• Given problem:
The required output is the line containing "of the railing" through the final line of the material below, printed exactly, with no other lines.

• Data entries:

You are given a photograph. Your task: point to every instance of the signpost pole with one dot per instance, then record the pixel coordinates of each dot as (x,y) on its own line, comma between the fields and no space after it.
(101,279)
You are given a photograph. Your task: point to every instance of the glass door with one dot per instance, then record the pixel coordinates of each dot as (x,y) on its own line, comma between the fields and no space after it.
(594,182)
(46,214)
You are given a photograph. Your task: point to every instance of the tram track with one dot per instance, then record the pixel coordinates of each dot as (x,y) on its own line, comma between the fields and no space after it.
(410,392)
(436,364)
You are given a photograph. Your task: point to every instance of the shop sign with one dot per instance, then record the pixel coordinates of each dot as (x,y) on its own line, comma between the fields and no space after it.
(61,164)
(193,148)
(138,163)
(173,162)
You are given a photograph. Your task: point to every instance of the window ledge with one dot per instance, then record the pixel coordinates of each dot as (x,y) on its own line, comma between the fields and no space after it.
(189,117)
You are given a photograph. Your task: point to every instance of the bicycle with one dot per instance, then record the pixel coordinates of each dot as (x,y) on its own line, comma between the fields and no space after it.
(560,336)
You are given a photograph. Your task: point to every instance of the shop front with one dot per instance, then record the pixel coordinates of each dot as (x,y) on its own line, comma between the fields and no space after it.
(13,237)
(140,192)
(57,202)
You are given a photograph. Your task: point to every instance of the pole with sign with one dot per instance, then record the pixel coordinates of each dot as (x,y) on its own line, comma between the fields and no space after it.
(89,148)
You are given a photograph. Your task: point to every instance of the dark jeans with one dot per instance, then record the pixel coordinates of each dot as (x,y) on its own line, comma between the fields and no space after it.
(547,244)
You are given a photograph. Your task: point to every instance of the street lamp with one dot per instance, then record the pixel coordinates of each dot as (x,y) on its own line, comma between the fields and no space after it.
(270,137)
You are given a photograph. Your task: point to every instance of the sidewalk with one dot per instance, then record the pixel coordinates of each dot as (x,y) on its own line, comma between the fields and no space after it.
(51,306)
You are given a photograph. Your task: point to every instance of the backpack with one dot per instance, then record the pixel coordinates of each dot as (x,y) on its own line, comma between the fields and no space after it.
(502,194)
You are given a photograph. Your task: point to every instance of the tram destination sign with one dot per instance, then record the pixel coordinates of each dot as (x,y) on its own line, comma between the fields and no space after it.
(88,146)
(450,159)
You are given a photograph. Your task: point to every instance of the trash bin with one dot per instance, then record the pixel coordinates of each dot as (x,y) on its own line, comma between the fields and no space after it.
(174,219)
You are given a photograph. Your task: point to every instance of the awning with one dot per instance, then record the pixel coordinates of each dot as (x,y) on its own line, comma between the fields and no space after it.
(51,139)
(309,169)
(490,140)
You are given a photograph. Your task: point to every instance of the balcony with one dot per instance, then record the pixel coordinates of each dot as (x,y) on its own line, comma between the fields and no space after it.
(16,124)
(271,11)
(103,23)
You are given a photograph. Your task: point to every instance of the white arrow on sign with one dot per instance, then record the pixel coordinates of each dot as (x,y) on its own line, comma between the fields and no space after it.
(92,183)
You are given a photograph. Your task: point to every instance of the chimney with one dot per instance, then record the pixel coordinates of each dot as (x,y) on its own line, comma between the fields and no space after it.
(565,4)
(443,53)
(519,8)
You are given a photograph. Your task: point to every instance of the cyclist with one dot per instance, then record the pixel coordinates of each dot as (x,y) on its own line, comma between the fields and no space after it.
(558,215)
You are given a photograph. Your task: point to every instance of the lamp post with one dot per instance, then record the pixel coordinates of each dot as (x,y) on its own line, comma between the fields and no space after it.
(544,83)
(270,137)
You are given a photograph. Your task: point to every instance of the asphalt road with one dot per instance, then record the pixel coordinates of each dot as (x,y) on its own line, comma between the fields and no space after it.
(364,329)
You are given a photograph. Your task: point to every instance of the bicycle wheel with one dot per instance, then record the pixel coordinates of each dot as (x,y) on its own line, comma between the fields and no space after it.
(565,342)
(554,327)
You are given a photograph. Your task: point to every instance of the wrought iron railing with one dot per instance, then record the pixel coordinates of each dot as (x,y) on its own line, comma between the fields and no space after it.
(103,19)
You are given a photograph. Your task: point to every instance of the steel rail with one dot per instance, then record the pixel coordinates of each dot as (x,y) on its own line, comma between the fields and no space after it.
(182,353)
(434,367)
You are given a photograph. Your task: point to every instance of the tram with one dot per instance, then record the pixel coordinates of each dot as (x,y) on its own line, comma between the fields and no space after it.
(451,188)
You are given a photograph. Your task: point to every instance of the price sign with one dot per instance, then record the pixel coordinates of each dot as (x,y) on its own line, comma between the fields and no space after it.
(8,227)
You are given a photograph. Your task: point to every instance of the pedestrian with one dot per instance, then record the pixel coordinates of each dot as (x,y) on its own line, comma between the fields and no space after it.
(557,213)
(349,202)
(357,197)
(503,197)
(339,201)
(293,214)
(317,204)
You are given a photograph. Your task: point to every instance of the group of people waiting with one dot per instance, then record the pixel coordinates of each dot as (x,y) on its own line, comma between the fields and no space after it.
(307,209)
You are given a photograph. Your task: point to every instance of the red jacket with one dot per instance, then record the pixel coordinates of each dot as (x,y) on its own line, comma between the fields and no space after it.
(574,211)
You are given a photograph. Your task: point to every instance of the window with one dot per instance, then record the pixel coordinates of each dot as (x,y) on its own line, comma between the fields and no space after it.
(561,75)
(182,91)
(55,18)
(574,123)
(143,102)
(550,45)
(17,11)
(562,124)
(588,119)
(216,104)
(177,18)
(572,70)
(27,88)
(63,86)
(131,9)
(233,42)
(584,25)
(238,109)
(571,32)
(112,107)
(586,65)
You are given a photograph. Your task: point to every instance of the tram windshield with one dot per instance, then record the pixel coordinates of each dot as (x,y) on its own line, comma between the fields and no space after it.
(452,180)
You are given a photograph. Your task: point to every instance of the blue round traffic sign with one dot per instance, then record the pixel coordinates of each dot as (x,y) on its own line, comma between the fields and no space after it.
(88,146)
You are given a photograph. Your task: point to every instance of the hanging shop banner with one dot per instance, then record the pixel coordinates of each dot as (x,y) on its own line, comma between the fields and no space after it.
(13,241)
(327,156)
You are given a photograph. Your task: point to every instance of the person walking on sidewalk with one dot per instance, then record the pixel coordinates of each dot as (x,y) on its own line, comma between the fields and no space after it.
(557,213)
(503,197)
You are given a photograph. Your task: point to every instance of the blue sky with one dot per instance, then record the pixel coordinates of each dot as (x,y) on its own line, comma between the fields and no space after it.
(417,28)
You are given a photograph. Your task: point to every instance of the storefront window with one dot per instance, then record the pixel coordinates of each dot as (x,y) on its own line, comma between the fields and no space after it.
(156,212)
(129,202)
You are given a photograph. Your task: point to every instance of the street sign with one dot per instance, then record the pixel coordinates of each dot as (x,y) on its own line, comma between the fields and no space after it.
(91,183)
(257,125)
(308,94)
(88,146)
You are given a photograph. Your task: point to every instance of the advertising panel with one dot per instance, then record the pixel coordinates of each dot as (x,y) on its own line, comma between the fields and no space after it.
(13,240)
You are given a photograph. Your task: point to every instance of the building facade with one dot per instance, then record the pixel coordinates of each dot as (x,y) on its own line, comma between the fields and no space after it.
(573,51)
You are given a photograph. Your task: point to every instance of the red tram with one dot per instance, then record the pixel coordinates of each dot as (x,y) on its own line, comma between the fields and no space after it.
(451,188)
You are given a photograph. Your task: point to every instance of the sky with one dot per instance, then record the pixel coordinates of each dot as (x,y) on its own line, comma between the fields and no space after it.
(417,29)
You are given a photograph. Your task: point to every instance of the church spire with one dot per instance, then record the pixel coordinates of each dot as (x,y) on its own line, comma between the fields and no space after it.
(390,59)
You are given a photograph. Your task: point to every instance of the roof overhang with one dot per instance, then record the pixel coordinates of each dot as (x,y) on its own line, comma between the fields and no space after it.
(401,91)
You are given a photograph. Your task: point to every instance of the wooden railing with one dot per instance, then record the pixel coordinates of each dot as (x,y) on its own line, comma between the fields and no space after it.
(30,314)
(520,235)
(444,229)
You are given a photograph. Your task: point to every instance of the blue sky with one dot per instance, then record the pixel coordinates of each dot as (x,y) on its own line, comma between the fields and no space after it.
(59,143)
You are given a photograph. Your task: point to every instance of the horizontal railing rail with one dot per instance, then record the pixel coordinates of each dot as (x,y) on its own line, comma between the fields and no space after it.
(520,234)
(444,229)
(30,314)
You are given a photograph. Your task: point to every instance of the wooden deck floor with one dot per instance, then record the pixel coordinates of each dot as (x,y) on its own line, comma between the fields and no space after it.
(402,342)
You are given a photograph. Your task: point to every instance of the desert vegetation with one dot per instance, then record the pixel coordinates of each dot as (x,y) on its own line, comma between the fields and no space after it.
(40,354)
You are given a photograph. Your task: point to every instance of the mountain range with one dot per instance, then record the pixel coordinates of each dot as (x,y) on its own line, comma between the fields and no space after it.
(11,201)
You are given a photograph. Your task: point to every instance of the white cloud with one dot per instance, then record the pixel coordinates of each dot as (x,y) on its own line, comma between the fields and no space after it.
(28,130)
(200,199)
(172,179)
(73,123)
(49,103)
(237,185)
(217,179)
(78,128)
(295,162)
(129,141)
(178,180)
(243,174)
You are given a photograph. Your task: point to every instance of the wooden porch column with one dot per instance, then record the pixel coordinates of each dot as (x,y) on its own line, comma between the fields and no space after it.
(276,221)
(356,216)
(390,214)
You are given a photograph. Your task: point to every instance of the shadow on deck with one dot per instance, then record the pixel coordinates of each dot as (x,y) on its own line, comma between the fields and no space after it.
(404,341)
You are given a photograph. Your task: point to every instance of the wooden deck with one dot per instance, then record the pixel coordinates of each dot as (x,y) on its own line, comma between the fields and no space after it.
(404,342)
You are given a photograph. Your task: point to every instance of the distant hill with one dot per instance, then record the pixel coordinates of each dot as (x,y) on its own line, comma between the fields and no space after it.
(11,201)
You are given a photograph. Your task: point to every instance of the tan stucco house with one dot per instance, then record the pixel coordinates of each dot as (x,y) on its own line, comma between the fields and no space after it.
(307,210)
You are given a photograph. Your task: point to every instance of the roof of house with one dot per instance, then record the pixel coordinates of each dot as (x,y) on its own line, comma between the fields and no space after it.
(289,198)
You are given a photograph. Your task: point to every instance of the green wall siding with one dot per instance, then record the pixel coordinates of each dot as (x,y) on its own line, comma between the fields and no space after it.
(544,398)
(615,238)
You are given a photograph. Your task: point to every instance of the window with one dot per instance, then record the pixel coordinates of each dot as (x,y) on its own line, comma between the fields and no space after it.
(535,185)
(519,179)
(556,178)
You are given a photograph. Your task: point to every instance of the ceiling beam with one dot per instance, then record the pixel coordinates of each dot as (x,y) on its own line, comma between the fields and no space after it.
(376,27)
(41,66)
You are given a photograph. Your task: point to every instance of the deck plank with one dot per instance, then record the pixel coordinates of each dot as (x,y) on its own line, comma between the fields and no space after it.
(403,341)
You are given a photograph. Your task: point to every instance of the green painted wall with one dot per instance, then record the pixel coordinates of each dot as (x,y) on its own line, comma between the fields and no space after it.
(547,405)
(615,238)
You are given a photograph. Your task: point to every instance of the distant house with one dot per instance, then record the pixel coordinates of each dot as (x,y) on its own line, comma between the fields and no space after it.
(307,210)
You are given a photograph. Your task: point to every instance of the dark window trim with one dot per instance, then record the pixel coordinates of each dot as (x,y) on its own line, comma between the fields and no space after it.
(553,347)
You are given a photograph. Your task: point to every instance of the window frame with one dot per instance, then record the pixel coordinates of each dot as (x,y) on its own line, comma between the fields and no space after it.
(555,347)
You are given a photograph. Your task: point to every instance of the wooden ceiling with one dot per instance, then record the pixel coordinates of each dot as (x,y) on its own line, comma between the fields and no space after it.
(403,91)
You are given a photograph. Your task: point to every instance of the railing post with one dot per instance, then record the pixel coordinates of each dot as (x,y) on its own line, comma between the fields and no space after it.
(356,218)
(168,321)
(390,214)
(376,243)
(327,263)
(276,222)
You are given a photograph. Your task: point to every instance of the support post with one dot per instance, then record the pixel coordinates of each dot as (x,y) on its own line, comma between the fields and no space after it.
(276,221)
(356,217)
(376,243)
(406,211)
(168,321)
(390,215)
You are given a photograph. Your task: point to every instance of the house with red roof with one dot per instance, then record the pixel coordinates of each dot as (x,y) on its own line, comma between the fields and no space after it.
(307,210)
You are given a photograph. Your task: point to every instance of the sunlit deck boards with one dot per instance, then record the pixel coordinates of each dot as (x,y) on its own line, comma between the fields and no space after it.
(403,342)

• Answer to the task:
You are given a photograph. Your task: point to every instance of the railing post with one dot per instance, then record the pixel coordinates of each dot as (x,y) on its own line, comma between the fields and no space after it.
(356,218)
(168,321)
(390,214)
(376,243)
(327,263)
(276,222)
You are given a photograph. Your task: point to every instance of the support post with one dot per instance, then record the pixel coordinates of each dot as (x,y) on its own line, comma between the fields and no space after it.
(276,221)
(356,217)
(376,243)
(406,211)
(168,321)
(390,215)
You are given a photograph. Your task: point to every instance of the house with red roof with one dot per instance, then record the pixel coordinates of each dot as (x,y) on its own line, comma between the fields and no space after it.
(307,210)
You are given a photograph. Your task: point to every instance of the sunlit deck boards with one dot per instance, then record the pixel coordinates of each dot as (x,y) on its own line, comma between the fields and no space after it.
(403,342)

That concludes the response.